=== Dataset records ===

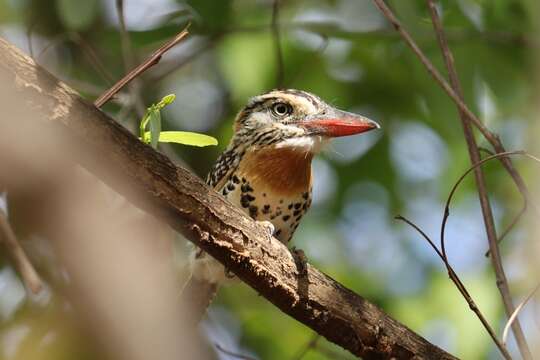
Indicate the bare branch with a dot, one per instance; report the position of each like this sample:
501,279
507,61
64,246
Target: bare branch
129,60
516,312
148,63
183,201
311,344
510,226
461,287
277,44
474,155
493,139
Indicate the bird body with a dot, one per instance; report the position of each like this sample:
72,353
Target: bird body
266,169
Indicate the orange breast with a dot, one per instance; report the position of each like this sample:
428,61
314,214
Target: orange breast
282,171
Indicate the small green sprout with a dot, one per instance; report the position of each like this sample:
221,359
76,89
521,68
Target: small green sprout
152,119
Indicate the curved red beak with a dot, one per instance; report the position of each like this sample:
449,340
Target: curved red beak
337,123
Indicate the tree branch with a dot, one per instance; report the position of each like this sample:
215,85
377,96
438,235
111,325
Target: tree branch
151,61
183,201
492,138
23,265
487,213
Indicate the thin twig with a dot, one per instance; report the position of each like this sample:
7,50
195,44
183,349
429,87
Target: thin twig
516,312
474,155
442,252
208,45
129,61
510,226
461,287
277,44
463,176
92,56
233,354
23,265
151,61
493,139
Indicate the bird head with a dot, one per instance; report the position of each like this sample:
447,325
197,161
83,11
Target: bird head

===

# Work to be completed:
Only the pictures are dropped when you print the material; everything else is copied exactly.

# Result for this exercise:
Indicate the bare branch with a dot, one per instance; report the position of each like this sample:
501,279
507,61
64,246
Target: bare branch
129,60
516,312
148,63
183,201
311,344
510,226
461,287
277,44
474,155
493,139
Indicate the bird body with a dot, one per instance; report the position of each like this sample:
72,353
Target: bird body
266,169
Indicate the orange breast with a dot, one per instance; report the position of each like this sample:
428,61
314,214
Target: orange breast
282,171
Indicate the small green sprout with a dot, one per instance; report the position of each like this sample:
221,359
76,89
521,68
Target: small green sprout
152,119
Indicate the curved red beak with a dot, one per instance; report the position of each like this sample:
449,340
Target: curved red beak
337,123
Indicate the tree branch with a dot, one per instance; report the position of each like this sample:
215,85
377,96
438,235
111,325
Target: tree branch
151,61
183,201
492,138
23,265
487,213
Indicate the thin twig with a dot, one per instance; report the position of each like this sample:
7,50
195,44
183,349
429,87
Target: thin twig
516,312
474,155
442,252
208,45
129,61
510,226
461,287
277,44
463,176
92,56
233,354
23,265
151,61
493,139
Indicate the bird head with a dot, one per instance; report the position of each like this sample:
447,325
197,161
83,11
Target: bird head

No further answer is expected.